**PAGE TEXT**
I collected 17 promotional cases of workplace collective bargaining from the union’s work documents, research reports, and internal references and recorded interviews with enterprise union cadres and workers. I compared the processes of unionization and collective bargaining among those cases for which sufficient details were available, and four models of workplace collective bargaining emerged. Then, I select the YT Union, the RH Union, the FX Union, and the WM Union as exemplars to demonstrate the four variants or models. The other 13 cases of workplace collective bargaining are provided in Table 2 in the Discussion section.

To collect enough details and verify the documented cases, I also conducted an independent investigation of the four selected enterprise unions. I talked to the enterprise union leaders and workers in the four companies and local officials when I attended the meetings, training workshops, and inspection tours organized by the Y City Union. The data collected through extended conversations with the enterprise union leaders, workers, and officials enriched my understanding of those cases and made me confident in drawing the analytical conclusions based on the comparison.

Four models of workplace collective bargaining

Moderated mobilization: the case of YT Union

The first model of workplace collective bargaining is “moderated mobilization” (Luo and Yang 2020). In this model, state officials support enterprise unions to achieve organizational autonomy from management through shop floor elections and mobilize worker participation in collective bargaining through an elected workers and staff congress. Workers can meaningfully participate in the bargaining process, as they can make demands for negotiation, veto the union-negotiated collective contract if unsatisfied, and even take collective action to press employers for concessions.

Nevertheless, workers’ meaningful participation is granted under three conditions: (1) labor strike experience forces employers and officials to recognize worker representation and collective bargaining rights on the shop floor; (2) a relatively stable, (semi)skilled workforce holds strong workplace bargaining power in a capital-intensive sector; and (3) collective strike experience fosters workers’ collective identity and inspires them to use strong workplace power to bargain for their interests, which makes potential business disruption a constant threat to employers.

Thus, even though Chinese enterprise unions of this kind are constrained by the lack of genuine representation (as many managers may be elected to union leadership) and the right to organize strikes, the presence of state support (institutional power), legitimate enterprise union organization (associational power), workers’ strong on-job bargaining power (structural power), and employers’ perception of disruption leads to a moderated mobilization model of collective bargaining. Most scholarship on the recent development of Chinese collective bargaining has recognized the moderated mobilization model (Cao and Meng 2017; Pringle and Meng 2018; Luo and Yang 2020; Deng 2020).

**JOBS**
**1.** Mark each statement yes or no based on the excerpt on workplace collective bargaining, and quote the words from it that decide each one: (a) The author collected 17 promotional cases. (b) The remaining cases appear in Table 1. (c) In the moderated mobilization model, workers can veto the collective contract the union negotiates.
**2.** According to the excerpt on workplace collective bargaining, which body organized the meetings, training workshops, and inspection tours the author attended?
**3.** Please write the next part of the excerpt on workplace collective bargaining, starting after its final sentence.
The data has no connection to the excerpt on workplace collective bargaining.

**AVAILABLE DATA**
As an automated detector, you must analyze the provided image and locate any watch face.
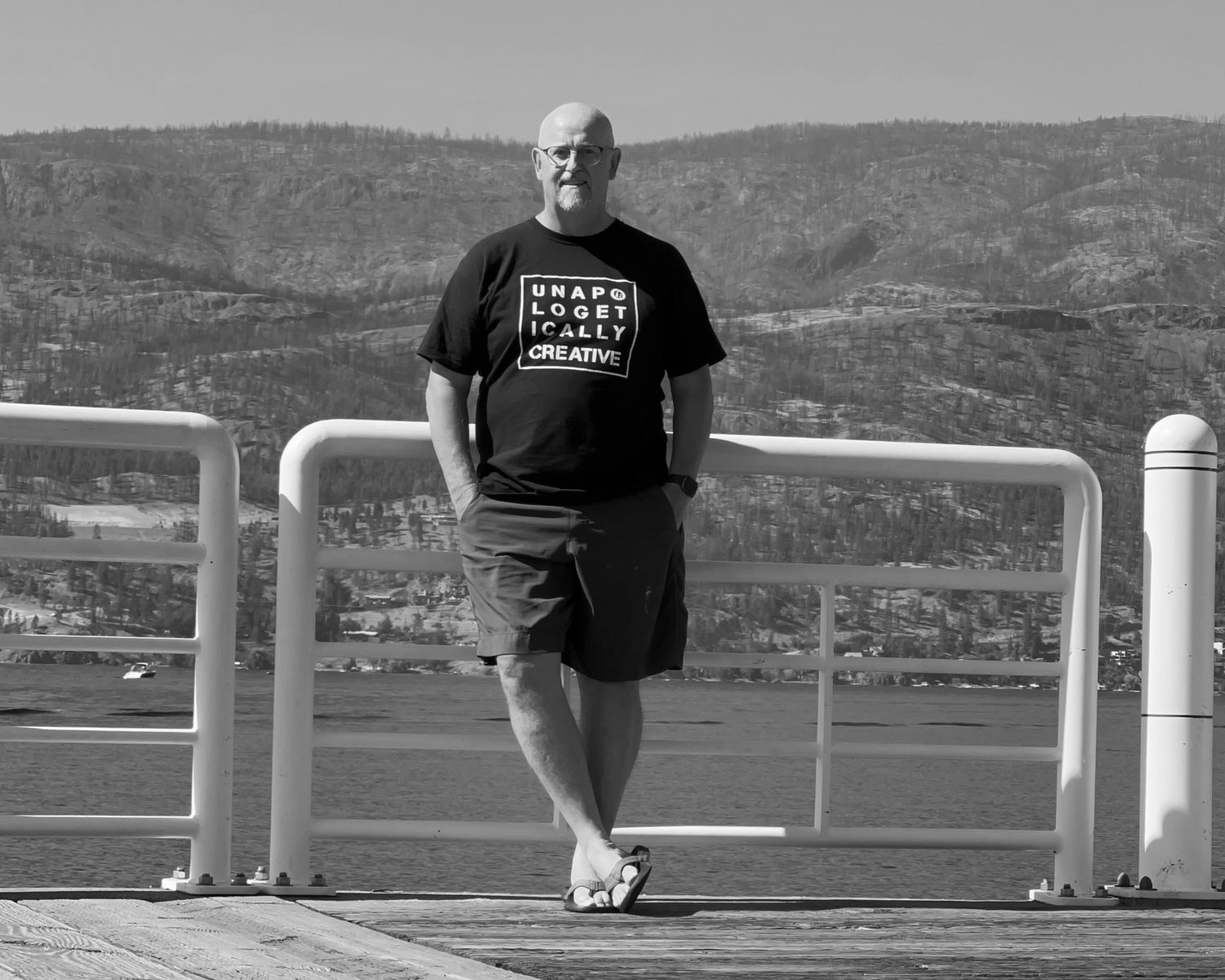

**ANSWERS PER TASK**
**1.**
(a) Yes: "I collected 17 promotional cases of workplace collective bargaining"
(b) No: "The other 13 cases of workplace collective bargaining are provided in Table 2 in the Discussion section."
(c) Yes: "veto the union-negotiated collective contract if unsatisfied"

**2.** The Y City Union.

**3.**
The YT Union collective bargaining exemplifies moderated mobilization. YT is a joint venture between Y City Port Company and a Hong Kong firm. The investor controls the company, which has more than 2000 employees. On April 7, 2007, approximately 800 crane operators went on strike, disrupting the largest seaport in South China. The workers initially demanded a decade’s worth of unpaid half-hours—a substantial amount of compensation. When officials arrived at the scene, the workers’ demands shifted to include a pay raise and union representation. Officials and YT managers refused, arguing that the crane operators’ income was already higher than the average monthly income in Y City (2,926 yuan in 2006) and considerably above the local minimum wage of 700 yuan per month. However, workers complained that their wages had been stagnant for a decade as the company’s profits kept rising, arguing that the company should share its earnings with the employees.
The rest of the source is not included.